- _Work instructions_
In the blog post about the memoir Drinking: A Love Story, condense the paragraph beginning "This memoir tells the story" into a shorter version that keeps its main facts.

- _Text block_
Sunday 15 May 2022

A Love Story with a Twist

“We read to know we are not alone.” This powerful line from William Nicholson’s play (also a movie), Shadowlands, has stayed with me and is an integral aspect of why I value books and reading so much. Books can transport us to new lands and adventures, but they can also share emotional states, relationship struggles, and other experiences that are very much part of the human condition. It can be comforting and validating when an author's work and words reflect our own experience.

That's a long preamble to my latest blog post, but it speaks to the particular value of the book I introduce. The book is Drinking: A Love Story by the late Caroline Knapp. I can’t remember how I came upon this book: whether through a deliberate topic search or pure serendipity. I recall, however, that it was a book I sorely needed at the time.

This memoir tells the story of a successful writer/columnist who seemingly had it all. She also had a secret: an intense love affair with alcohol. Those who knew her best admittedly saw some red flags in her drinking but, for the most part, she presented a veneer of success in work and life. She came from a well-off, professional family; was a popular, high-functioning writer who put work first; had good friends and intimate relationships, and always looked fit and put-together.

But like many alcohol-infused biographies, there were transition points that took her drinking from social, to heavy and periodically problematic, to a realm where it took control of her life, priorities, and decision-making.

Knapp recounts how her drinking escalated when her father: a complex, renowned psychiatrist (with his own secrets, including alcoholism) was diagnosed with an inoperable brain tumour. At that point “all bets were off…his illness opened up a well of fear in my chest that felt bottomless, and I drank to fill it, to escape it, to numb it.”

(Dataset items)
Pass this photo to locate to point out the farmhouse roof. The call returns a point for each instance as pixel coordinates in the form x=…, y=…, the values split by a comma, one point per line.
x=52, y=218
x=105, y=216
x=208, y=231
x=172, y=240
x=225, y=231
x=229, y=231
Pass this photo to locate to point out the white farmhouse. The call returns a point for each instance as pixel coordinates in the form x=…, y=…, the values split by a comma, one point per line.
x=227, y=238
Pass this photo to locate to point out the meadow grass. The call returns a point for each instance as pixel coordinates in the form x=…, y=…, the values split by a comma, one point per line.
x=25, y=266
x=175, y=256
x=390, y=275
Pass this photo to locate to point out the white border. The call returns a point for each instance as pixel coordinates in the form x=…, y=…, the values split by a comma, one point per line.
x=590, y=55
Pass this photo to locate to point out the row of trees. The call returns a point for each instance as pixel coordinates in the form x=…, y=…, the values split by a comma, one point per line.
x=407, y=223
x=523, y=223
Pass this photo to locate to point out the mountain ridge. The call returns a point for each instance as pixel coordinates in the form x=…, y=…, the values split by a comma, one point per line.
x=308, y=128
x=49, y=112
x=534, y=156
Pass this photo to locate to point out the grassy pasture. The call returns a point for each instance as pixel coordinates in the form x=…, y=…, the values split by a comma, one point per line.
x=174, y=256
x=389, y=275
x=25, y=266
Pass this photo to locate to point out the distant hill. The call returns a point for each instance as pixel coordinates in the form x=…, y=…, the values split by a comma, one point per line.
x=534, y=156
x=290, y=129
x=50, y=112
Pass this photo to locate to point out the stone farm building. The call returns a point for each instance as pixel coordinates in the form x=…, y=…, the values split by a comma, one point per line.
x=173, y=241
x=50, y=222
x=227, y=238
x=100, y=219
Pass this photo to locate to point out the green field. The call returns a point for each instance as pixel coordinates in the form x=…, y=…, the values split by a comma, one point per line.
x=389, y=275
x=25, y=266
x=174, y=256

- _Response to this exercise_
The memoir follows a successful writer and columnist who seemed to have it all but secretly had an intense love affair with alcohol. Those closest to her saw some red flags, yet she mostly kept up an image of success. She came from a well-off professional family, was a popular, high-functioning writer who put work first, had good friends and intimate relationships, and always looked fit and put-together.